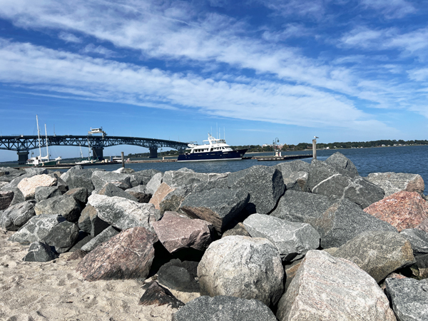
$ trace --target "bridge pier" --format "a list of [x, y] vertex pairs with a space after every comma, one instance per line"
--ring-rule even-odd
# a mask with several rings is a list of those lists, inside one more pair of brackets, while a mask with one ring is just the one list
[[151, 147], [148, 148], [150, 151], [149, 158], [158, 158], [158, 148], [156, 147]]
[[18, 164], [23, 165], [29, 160], [30, 152], [28, 151], [22, 151], [16, 153], [18, 154]]
[[103, 159], [104, 158], [104, 155], [103, 153], [103, 150], [104, 148], [103, 147], [93, 147], [92, 148], [92, 155], [93, 155], [93, 158], [96, 158], [98, 157], [98, 159]]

## [WHAT IS NEEDED]
Could you pull out every line of the entries above, character for character, leaving out the picture?

## [EXERCISE RESULT]
$ trace --target "bridge pier" --format "a list of [x, y] vertex pairs with a space after every comma, one instance per line"
--ring-rule even-odd
# a mask with several rings is a list of those lists, inside one more pair of brackets, while a mask with one ring is just the one list
[[151, 147], [148, 148], [150, 151], [149, 158], [158, 158], [158, 148], [156, 147]]
[[18, 164], [23, 165], [29, 160], [30, 152], [28, 151], [22, 151], [16, 153], [18, 154]]
[[103, 159], [104, 158], [104, 155], [103, 153], [103, 150], [104, 148], [103, 147], [93, 147], [92, 148], [92, 155], [93, 155], [93, 158], [96, 158], [98, 157], [98, 159]]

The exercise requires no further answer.